DATASET RECORDS START
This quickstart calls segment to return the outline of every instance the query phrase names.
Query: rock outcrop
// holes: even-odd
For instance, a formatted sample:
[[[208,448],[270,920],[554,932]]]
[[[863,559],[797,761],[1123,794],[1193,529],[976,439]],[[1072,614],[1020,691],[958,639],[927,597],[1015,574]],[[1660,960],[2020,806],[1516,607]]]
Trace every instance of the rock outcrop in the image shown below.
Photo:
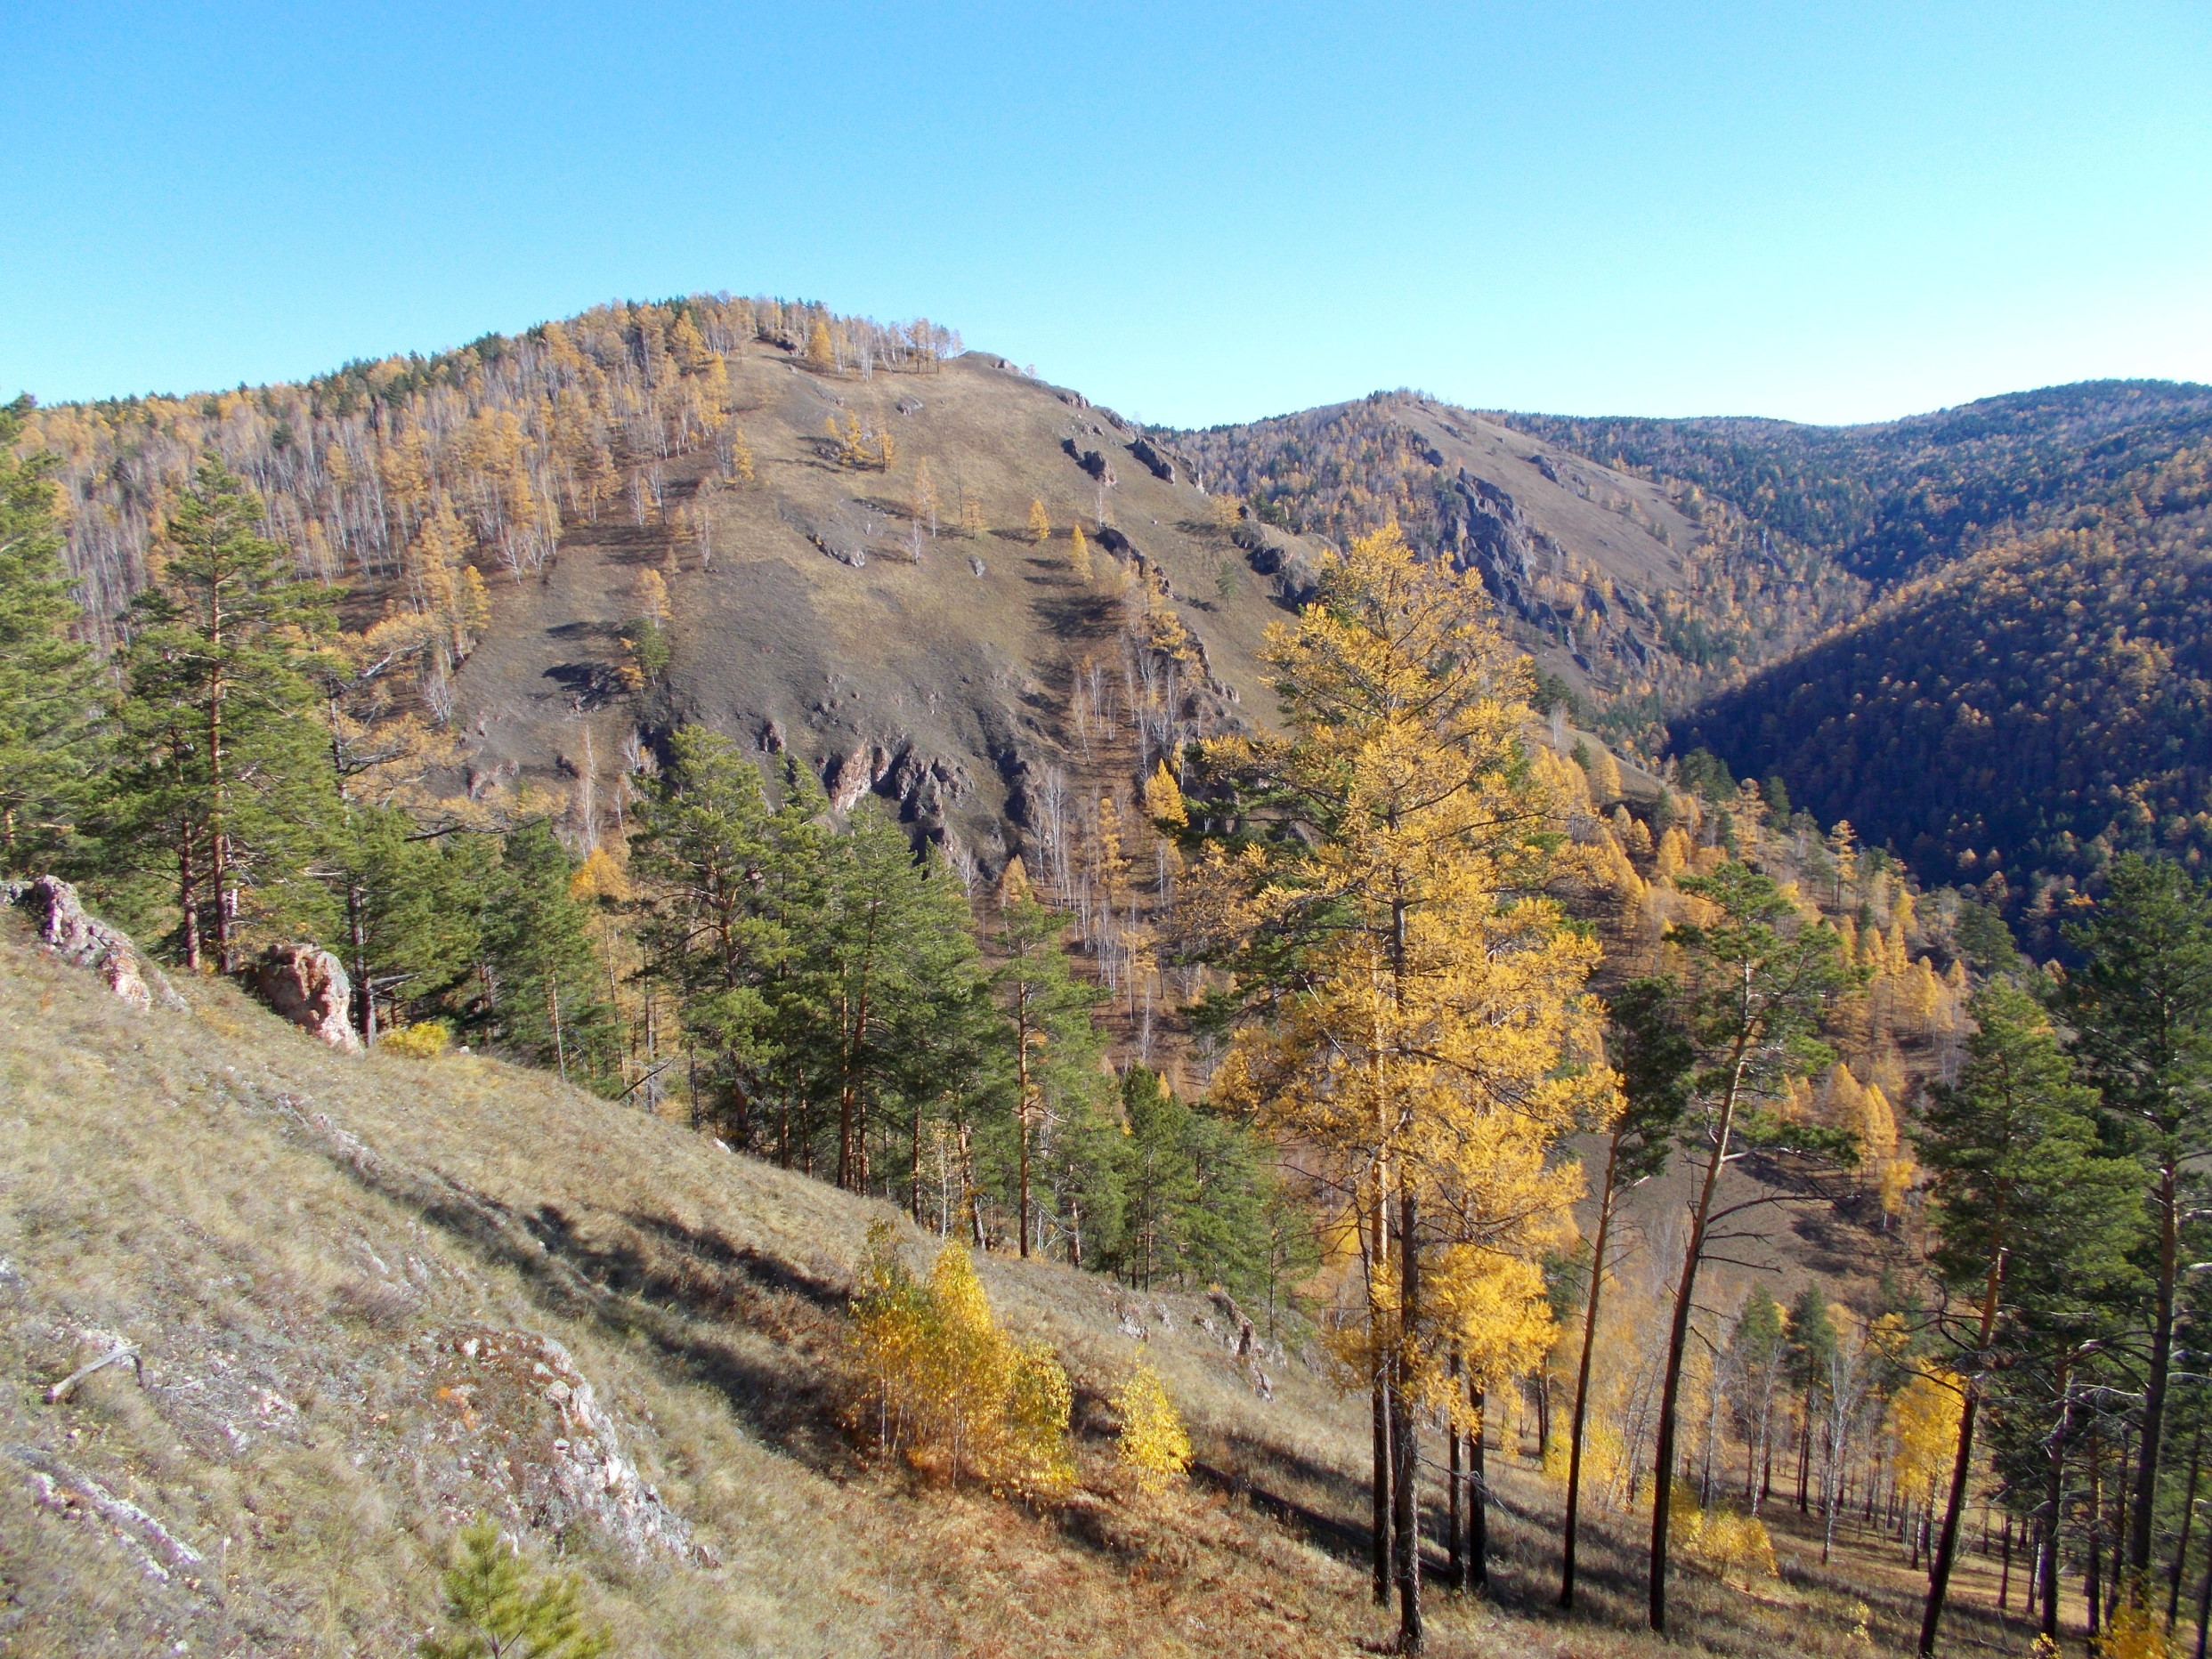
DATASET RECORDS END
# PROBLEM STATEMENT
An exact copy of every line above, minus the pictures, is the required output.

# EXPECTED ANSWER
This quickstart calls segment to return the outline of every instance the query phrase names.
Query: rock outcrop
// holes: even-odd
For instance, a formatted sample:
[[[208,448],[270,920],[554,932]]]
[[[863,559],[797,761],[1123,794],[1193,529],[976,439]],[[1072,614],[1020,691],[958,639],[927,597],[1015,574]],[[1660,960],[2020,806],[1516,607]]]
Trace every instance of the rock outcrop in the image shown below.
Photo:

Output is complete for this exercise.